··· EXERCISE DATA ···
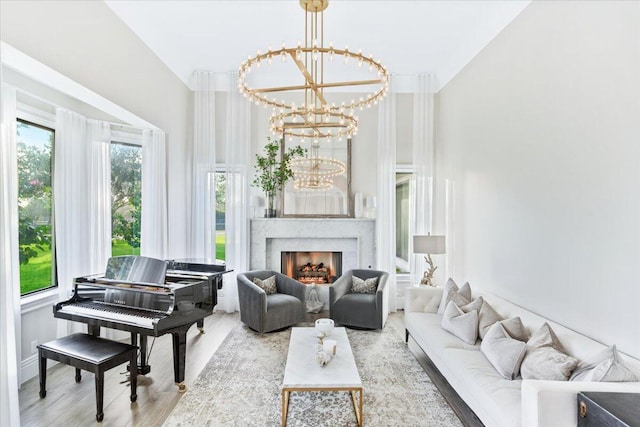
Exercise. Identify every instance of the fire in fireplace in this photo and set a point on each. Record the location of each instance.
(312, 267)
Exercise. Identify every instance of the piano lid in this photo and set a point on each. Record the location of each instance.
(132, 268)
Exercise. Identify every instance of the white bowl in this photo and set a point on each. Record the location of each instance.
(324, 325)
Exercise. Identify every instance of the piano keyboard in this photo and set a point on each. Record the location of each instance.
(102, 311)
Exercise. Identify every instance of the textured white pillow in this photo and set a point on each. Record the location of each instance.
(364, 286)
(461, 296)
(503, 351)
(604, 366)
(546, 358)
(268, 284)
(487, 317)
(462, 325)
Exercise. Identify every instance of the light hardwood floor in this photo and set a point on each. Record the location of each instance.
(69, 404)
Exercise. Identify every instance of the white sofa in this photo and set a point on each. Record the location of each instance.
(495, 400)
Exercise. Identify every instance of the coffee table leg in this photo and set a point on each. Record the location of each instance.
(358, 405)
(285, 406)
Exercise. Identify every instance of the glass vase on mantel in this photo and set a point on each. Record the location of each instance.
(270, 210)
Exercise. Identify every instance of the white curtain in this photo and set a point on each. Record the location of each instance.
(99, 134)
(9, 266)
(422, 167)
(154, 229)
(72, 206)
(203, 199)
(386, 196)
(237, 207)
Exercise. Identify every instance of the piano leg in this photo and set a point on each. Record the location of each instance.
(179, 358)
(143, 368)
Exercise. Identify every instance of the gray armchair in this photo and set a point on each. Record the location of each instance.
(266, 313)
(364, 311)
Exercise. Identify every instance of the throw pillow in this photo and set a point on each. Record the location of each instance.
(503, 351)
(604, 366)
(487, 317)
(462, 325)
(448, 287)
(361, 286)
(268, 284)
(460, 296)
(546, 358)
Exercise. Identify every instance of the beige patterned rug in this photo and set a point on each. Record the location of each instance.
(240, 386)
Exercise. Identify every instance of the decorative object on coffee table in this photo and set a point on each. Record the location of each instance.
(429, 245)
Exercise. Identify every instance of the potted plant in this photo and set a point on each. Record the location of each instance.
(273, 173)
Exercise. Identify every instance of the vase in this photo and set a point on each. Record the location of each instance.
(270, 211)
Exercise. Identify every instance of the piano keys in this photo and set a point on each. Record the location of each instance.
(142, 296)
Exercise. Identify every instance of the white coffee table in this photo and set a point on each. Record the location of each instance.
(303, 373)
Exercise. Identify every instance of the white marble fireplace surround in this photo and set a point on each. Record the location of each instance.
(355, 238)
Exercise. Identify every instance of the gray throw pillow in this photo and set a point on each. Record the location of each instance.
(503, 351)
(268, 284)
(487, 317)
(451, 292)
(462, 325)
(361, 286)
(604, 366)
(546, 358)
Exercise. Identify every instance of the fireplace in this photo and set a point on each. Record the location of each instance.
(312, 267)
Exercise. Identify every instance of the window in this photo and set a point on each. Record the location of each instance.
(126, 198)
(221, 197)
(35, 203)
(403, 218)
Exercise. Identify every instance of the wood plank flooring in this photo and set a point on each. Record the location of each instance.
(69, 404)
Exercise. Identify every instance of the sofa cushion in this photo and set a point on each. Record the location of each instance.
(604, 366)
(268, 285)
(503, 351)
(546, 358)
(487, 316)
(460, 323)
(451, 290)
(364, 286)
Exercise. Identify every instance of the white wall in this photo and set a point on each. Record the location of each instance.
(88, 43)
(540, 137)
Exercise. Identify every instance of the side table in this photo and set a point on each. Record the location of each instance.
(608, 409)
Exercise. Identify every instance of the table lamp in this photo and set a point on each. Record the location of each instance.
(428, 245)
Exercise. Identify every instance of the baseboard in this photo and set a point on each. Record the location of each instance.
(466, 414)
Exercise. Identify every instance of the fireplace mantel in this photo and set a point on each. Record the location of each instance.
(354, 237)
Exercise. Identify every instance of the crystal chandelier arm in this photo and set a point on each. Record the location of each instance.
(311, 83)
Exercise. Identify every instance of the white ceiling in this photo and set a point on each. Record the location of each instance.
(410, 37)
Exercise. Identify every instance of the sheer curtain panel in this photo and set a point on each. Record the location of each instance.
(203, 198)
(72, 206)
(237, 206)
(99, 134)
(153, 233)
(422, 166)
(9, 264)
(386, 196)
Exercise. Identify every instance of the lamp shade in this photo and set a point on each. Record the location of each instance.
(429, 244)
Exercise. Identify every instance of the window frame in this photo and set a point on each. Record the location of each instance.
(33, 116)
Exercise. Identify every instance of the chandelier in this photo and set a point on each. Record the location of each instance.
(315, 173)
(314, 105)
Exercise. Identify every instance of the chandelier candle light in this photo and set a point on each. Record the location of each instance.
(428, 245)
(314, 106)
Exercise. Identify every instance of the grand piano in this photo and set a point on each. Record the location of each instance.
(147, 297)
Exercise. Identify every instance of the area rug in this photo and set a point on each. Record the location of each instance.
(240, 386)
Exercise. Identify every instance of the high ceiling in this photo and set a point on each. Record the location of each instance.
(410, 37)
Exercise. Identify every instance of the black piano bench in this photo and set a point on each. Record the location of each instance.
(94, 354)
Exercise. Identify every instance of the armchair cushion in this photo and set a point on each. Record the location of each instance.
(364, 286)
(268, 285)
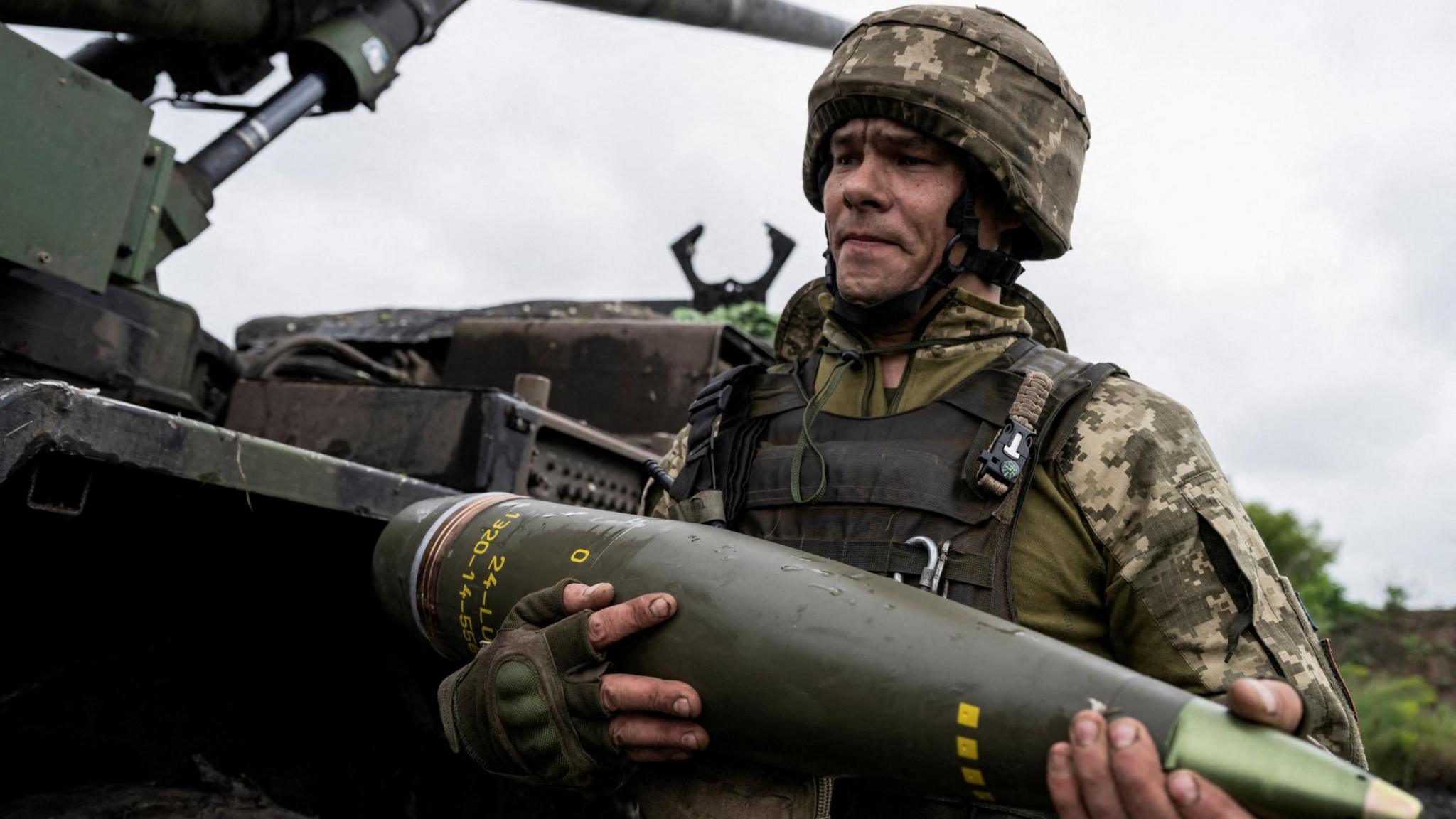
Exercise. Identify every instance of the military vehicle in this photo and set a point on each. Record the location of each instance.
(188, 611)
···
• **THE TASK**
Reproduce nothing but the lines that run from the line containing "Exercise. Identify every instance of the area" through the last line of the records, inclusive. Omit the pictures.

• **ANSWER TO THIS EXERCISE**
Exercise. Identify every instance of the area rug in this photo and set a point on each. Record the location of each instance.
(240, 386)
Exercise. Identify every instance of the high ceiling in this photo and set a point on each. Record the location of each instance.
(410, 37)
Exercise. Identify every instance of the black piano bench in this photo and set a point on each. Record the location of each instance.
(94, 354)
Exercise. Identify every instance of the armchair cushion in this photo and set a point on each. Record the location of each instance.
(364, 286)
(268, 285)
Exercise. Identify every instance of the military vehicle in this photo and set a point on each. Record the location of each instance.
(188, 611)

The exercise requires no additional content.